• Given text
____________

The one-count indictment, filed in the U.S. District Court for the Southern District of New York, charges Richard Usher (former Head of G11 FX Trading-UK at an affiliate of The Royal Bank of Scotland plc, as well as former Managing Director at an affiliate of JPMorgan Chase & Co.), Rohan Ramchandani (former Managing Director and head of G10 FX spot trading at an affiliate of Citicorp) and Christopher Ashton (former Head of Spot FX at an affiliate of Barclays PLC) with conspiring to fix prices and rig bids for U.S. dollars and euros exchanged in the FX spot market.
“Whether a crime is committed on the street corner or in the corner office, no one gets a free pass simply because they were working for a corporation when they broke the law,” said Deputy Attorney General Sally Q. Yates. “Today’s indictment reiterates our commitment to holding individuals accountable for corporate misconduct.”
“The charged conspiracy involved competitors manipulating the exchange rate for the hundreds of billions of dollars traded on foreign exchange markets for their benefit and to the detriment of their customers,” said Principal Deputy Associate Attorney General Bill Baer. “We previously secured criminal convictions of the financial institutions involved in the misconduct. Today we seek to hold accountable the individuals who conspired on their behalf.”

____________

• Required task
Can you reproduce the FX indictment text word for word, starting at "The one-count indictment, filed" and ending at "FX spot market."?

• Data listing
____________

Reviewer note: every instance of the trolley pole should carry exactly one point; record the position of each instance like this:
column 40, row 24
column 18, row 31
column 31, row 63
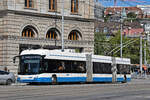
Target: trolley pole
column 89, row 67
column 141, row 54
column 62, row 32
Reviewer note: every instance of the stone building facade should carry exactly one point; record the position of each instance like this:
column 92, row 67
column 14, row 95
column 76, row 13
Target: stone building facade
column 37, row 24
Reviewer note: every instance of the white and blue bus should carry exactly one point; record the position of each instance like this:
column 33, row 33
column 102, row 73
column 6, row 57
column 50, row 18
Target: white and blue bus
column 52, row 66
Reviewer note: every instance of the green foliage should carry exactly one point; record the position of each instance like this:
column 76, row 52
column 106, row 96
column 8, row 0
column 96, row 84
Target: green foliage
column 131, row 15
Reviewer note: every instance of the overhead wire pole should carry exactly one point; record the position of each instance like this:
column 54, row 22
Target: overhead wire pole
column 62, row 32
column 141, row 54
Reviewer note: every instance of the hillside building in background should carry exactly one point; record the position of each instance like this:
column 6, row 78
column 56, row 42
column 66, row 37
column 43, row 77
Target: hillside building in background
column 35, row 24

____________

• Task output
The one-count indictment, filed in the U.S. District Court for the Southern District of New York, charges Richard Usher (former Head of G11 FX Trading-UK at an affiliate of The Royal Bank of Scotland plc, as well as former Managing Director at an affiliate of JPMorgan Chase & Co.), Rohan Ramchandani (former Managing Director and head of G10 FX spot trading at an affiliate of Citicorp) and Christopher Ashton (former Head of Spot FX at an affiliate of Barclays PLC) with conspiring to fix prices and rig bids for U.S. dollars and euros exchanged in the FX spot market.